Consigne écrite ::
Poursuivez l'article sur les propos de Laurent Wauquiez à Lyon après sa dernière phrase, « Mensonge et forfaiture. »

Texte proposé ::
* * * *

Wauquiez dans la tourmente

Drôle d’histoire
(Photo AFP)

Des propos que Laurent Wauquiez, président des Républicains, a tenus vendredi dernier devant une école de commerce de Lyon ont embrasé le monde médiatique. Ils avaient l’avantage de la sincérité et l’inconvénient de la provocation.

ON POUVAIT ne pas être d’accord avec la stratégie mise en place par M. Wauquiez, mais le plus grand affabulateur n’aurait pas imaginé qu’il pût s’exprimer en de tels termes. Convaincu qu’il s’adressait à un petit cénacle qui ne révèlerait jamais la teneur de son discours, il s’est déchaîné. Pas de pitié pour la chancelière allemande, Angela Merkel : « Pour lui trouver du charisme, il faut se lever de bonne heure ». Une charge également impitoyable contre Gérald Darmanin, ministre de l’Action et des Comptes publics, auquel le président de LR voue une haine inextinguible, sans doute parce que, comme d’autres, il est passé de la droite au macronisme et qu’il est accusé de harcèlement sexuel : « C’est du Cahuzac puissance 10. Le type sait très bien ce qu’il a fait, ce qui va lui arriver.  Je ne lui promets pas un grand destin. Il va tomber ». Mais, de son côté, Laurent Wauquiez n’a-t-il pas mis en péril son propre destin en devançant la justice et en bafouant, et avec quelle violence, la présomption d’innocence ?

Mensonge et forfaiture.

* * * *

Données enregistrées ::
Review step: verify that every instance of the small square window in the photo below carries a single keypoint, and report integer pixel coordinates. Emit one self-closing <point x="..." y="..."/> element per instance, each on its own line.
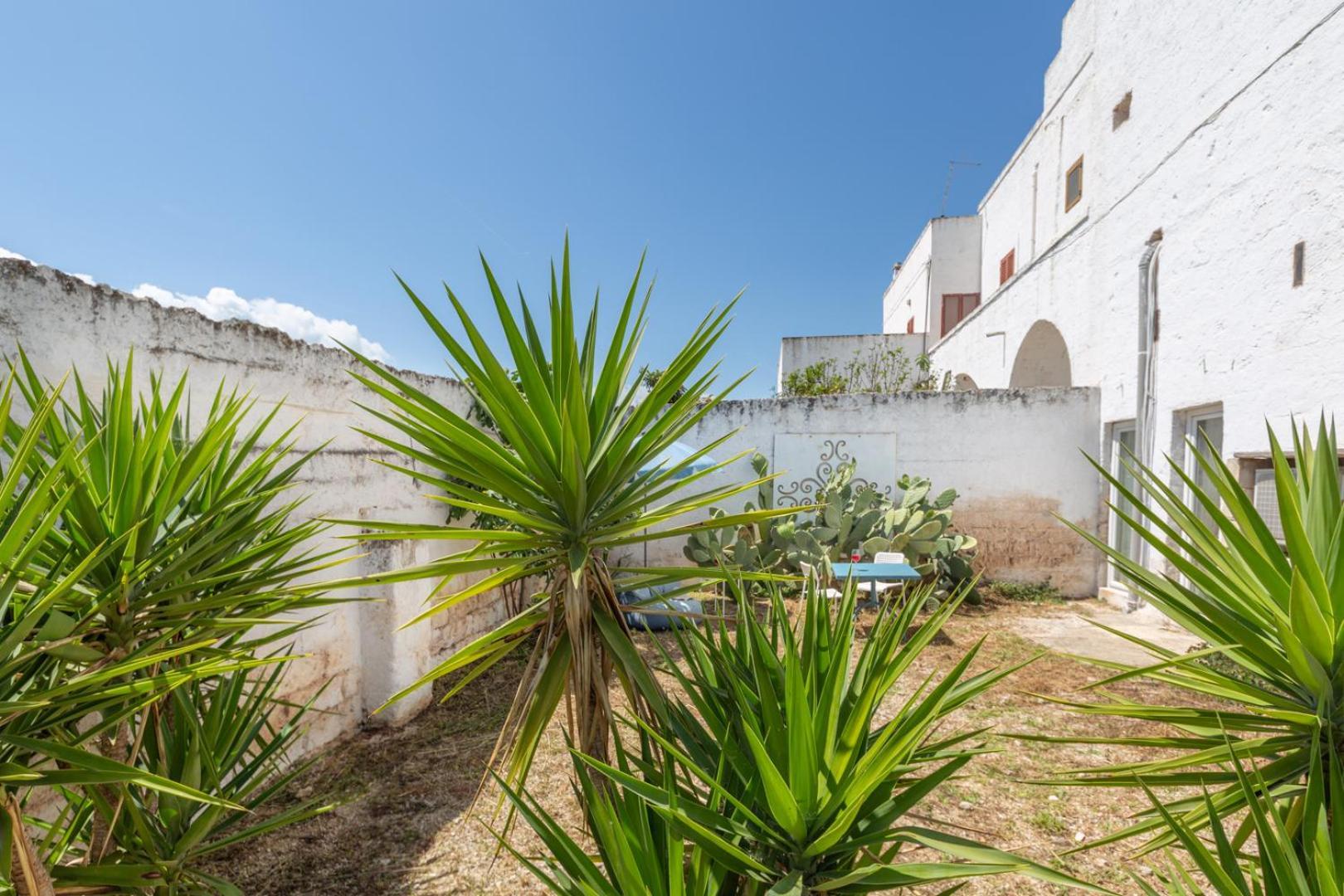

* * * *

Réponse de l'exercice ::
Et voilà que, non content de bombarder ses adversaires, il s’attaque aussi à ses meilleurs amis, comme Nicolas Sarkozy qui en serait arrivé « au point où il contrôlait les téléphones portables de ceux qui entraient au Conseil des ministres. Il les mettait sur écoute pour pomper tous les mails, tous les textos et vérifier ce que chacun des ministres avait dit au moment où l’on en entrait au Conseil ». Bien entendu, M. Sarkozy a démenti, M. Wauquiez lui a téléphoné pour s’excuser et l’ancien président « en a pris bonne note ».  Probablement plus qu’embarrassé, le chef des Républicains affirme qu’il n’a pas prononcé les mots rapportés, qui ont pourtant été enregistrés, ajoutant ainsi le mensonge à la forfaiture. Dans son propre parti, le trouble est considérable et les commentaires agacés, fâchés ou sévères. Dans le reste du monde politique, la stupéfaction le dispute à l’incompréhension. Dans cette affaire, pas de justice, pas d’enquête, pas de procès. N’importe qui peut écouter l’enregistrement du « cours » donné par M. Wauquiez aux étudiants. Et bien entendu, les porte-paroles de M. Wauquiez nous jouent la chansonnette du harcèlement médiatique. La victime, c’est lui, le président des LR, les monstres, c’est tous les autres. Et, bien sûr, un homme qui réussit si bien dans la vie ne peut qu’être attaqué par  les jaloux, les envieux, les méchants.

L’imitation de Trump.

Pourquoi M. Wauquiez s’est-il lancé dans une aussi périlleuse aventure ? Quel profit pouvait-il tirer de déclarations soit fabriquées de toutes pièces, soit grossières, soit provocatrices ? Si son objectif était de convaincre des étudiants en économie, il a utilisé un marteau pour tuer une mouche. S’il se croyait immunisé contre toute révélation dans la presse (pas vu, pas pris), il a commis une erreur colossale. Si, devant un parterre restreint, il a laissé libre cours à ses opinions, il aura effrayé au moins la moitié de ses partisans. S’il l’a fait exprès, il s’engage délibérément dans la voie du trumpisme. Car ses propos auraient pu être un copier-coller des déclarations à l’emporte-pièce du président américain. Dire n’importe quoi pour qu’au moins la moitié de ce qui est dit soit crue. Lancer de fausses nouvelles pour atténuer l’impact des vraies. Attaquer n’importe qui et tout le monde pour émerger de la mêlée. Après tout, Trump a bel et bien été élu de cette manière.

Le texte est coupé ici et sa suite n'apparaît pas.